* [Problem] Please reproduce all of the material below word for word, leaving out the pictures.

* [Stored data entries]
##############################

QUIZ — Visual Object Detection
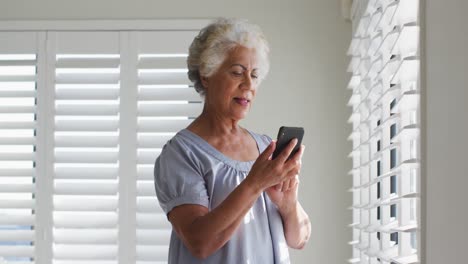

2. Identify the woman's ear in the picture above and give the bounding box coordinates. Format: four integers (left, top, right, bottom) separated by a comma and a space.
200, 76, 208, 89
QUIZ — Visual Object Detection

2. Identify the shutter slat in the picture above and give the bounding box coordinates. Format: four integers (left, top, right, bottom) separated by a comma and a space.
54, 196, 117, 212
138, 103, 203, 117
0, 121, 36, 130
55, 167, 118, 180
54, 229, 117, 245
137, 229, 171, 245
138, 88, 201, 101
0, 245, 34, 256
55, 88, 119, 100
348, 0, 420, 263
138, 56, 187, 69
55, 58, 120, 69
55, 150, 118, 163
136, 213, 171, 229
137, 119, 193, 133
0, 89, 36, 98
55, 73, 119, 84
0, 230, 35, 242
138, 72, 190, 85
53, 244, 117, 260
0, 214, 35, 226
54, 181, 118, 195
55, 120, 119, 131
55, 103, 119, 116
55, 135, 119, 148
54, 212, 118, 228
0, 136, 36, 145
0, 60, 37, 66
0, 183, 34, 193
0, 198, 35, 209
0, 75, 37, 82
0, 105, 36, 114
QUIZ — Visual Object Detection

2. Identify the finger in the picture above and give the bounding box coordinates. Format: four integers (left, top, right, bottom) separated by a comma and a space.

##############################

* [Written solution]
QUIZ — Visual Object Detection

2. Identify the woman's ear in the picture above and give the bounding box coordinates. Format: four integers (left, top, right, bottom) separated by a comma and a space.
200, 76, 208, 89
QUIZ — Visual Object Detection

2. Identify the shutter slat in the picture above and give the bounding box coordinates. Format: four integers (left, top, right, bottom) separated by a comma and a space.
54, 196, 117, 212
138, 103, 203, 117
0, 121, 36, 130
55, 167, 118, 180
54, 229, 117, 245
137, 229, 171, 245
138, 88, 201, 101
0, 245, 34, 256
55, 88, 119, 100
348, 0, 420, 263
138, 56, 187, 69
55, 58, 120, 69
55, 150, 118, 163
136, 213, 171, 229
137, 119, 193, 133
0, 89, 36, 98
55, 73, 119, 84
0, 230, 35, 242
138, 72, 190, 85
53, 244, 117, 260
0, 214, 35, 226
54, 181, 118, 195
55, 120, 119, 131
55, 103, 119, 116
55, 135, 119, 148
54, 212, 118, 228
0, 136, 36, 145
0, 60, 37, 66
0, 183, 34, 193
0, 198, 35, 209
0, 75, 37, 82
0, 105, 36, 114
QUIZ — Visual Object Detection

2. Identify the finger in the picture above and give the bounding box coordinates. Format: four integers (left, top, right, bottom) separated by a comma and a space.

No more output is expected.